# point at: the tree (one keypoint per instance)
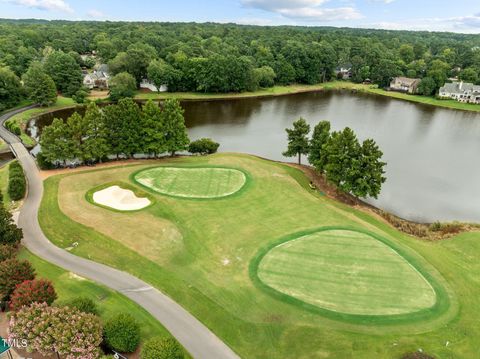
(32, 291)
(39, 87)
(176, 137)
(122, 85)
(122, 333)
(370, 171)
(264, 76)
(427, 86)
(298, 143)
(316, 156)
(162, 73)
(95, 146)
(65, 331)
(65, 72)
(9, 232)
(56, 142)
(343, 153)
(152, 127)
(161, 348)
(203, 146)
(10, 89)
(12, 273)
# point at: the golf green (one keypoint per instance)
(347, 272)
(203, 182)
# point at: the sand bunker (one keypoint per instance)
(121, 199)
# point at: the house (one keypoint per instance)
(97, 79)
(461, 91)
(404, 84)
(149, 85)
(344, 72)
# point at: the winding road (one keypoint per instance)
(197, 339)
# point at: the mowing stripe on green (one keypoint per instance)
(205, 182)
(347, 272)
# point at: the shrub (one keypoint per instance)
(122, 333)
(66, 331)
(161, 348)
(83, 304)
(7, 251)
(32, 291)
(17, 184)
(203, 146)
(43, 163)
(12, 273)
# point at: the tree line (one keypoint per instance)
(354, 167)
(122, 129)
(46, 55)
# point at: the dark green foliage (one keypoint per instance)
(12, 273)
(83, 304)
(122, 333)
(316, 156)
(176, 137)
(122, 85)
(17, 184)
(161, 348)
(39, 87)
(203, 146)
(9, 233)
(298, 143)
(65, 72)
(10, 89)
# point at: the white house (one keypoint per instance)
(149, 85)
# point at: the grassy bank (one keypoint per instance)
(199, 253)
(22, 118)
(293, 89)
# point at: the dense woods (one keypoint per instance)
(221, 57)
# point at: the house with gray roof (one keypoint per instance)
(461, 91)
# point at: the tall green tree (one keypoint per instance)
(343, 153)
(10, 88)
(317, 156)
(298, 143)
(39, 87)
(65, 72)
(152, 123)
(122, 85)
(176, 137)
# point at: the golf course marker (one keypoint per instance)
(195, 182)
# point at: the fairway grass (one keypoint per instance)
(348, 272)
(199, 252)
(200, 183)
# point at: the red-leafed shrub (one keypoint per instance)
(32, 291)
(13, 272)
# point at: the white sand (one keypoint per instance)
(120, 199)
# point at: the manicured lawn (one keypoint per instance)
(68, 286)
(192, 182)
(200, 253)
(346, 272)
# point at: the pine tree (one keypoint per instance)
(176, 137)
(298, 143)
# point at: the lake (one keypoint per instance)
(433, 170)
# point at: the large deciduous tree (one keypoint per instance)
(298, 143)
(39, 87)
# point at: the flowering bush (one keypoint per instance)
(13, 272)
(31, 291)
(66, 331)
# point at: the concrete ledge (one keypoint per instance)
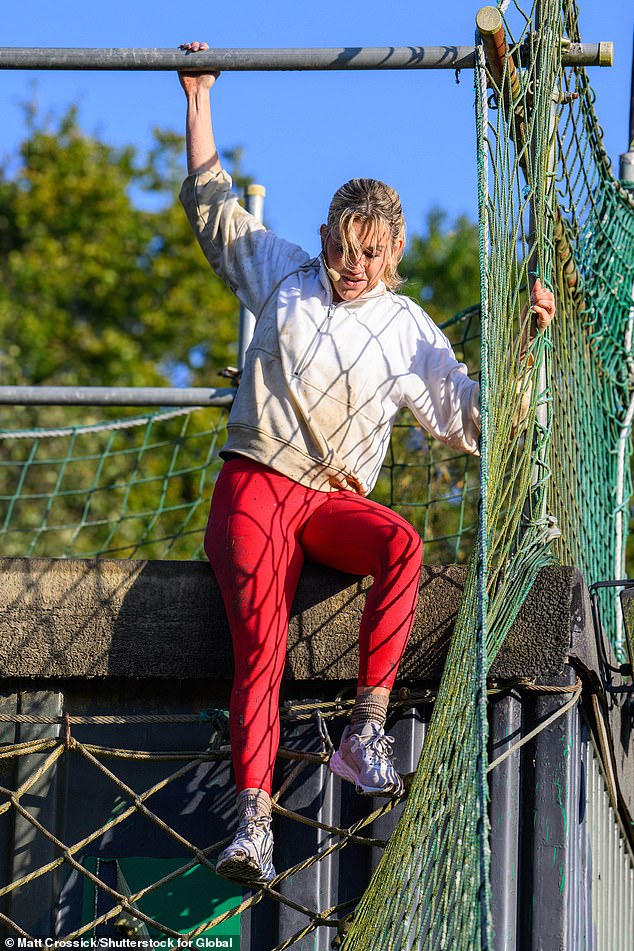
* * *
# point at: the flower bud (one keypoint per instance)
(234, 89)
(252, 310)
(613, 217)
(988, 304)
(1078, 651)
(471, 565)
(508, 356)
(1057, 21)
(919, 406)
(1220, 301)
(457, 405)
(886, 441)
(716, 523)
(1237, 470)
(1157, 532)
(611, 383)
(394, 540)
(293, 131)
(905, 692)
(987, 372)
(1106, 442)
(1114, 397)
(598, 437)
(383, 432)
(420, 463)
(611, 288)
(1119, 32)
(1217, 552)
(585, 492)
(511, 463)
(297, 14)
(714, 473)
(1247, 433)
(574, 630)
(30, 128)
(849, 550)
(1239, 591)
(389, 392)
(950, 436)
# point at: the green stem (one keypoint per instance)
* * *
From the records above, print exactly the lines that run from the line with "# point at: the pine" to the line with "# point at: the concrete", inclusive.

# point at: the pine tree (one keypoint per instance)
(176, 137)
(298, 143)
# point at: the lake (one keypoint per instance)
(433, 170)
# point at: the large deciduous tree (one keypoint per instance)
(298, 143)
(39, 87)
# point at: the flowering bush (one keypoint per instance)
(13, 272)
(31, 291)
(66, 331)
# point at: the concrete ledge (one keypoint per instance)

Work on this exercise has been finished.